### Data to process

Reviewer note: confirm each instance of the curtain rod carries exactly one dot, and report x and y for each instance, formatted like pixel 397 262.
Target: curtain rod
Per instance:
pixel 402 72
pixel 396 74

######

_What you need to do:_ Return every line of the entries above verbatim, without any change.

_Answer to this problem:_
Reviewer note: confirm each instance of the curtain rod carries exactly one dot, and report x and y for each instance, formatted like pixel 397 262.
Target: curtain rod
Per instance:
pixel 402 72
pixel 396 74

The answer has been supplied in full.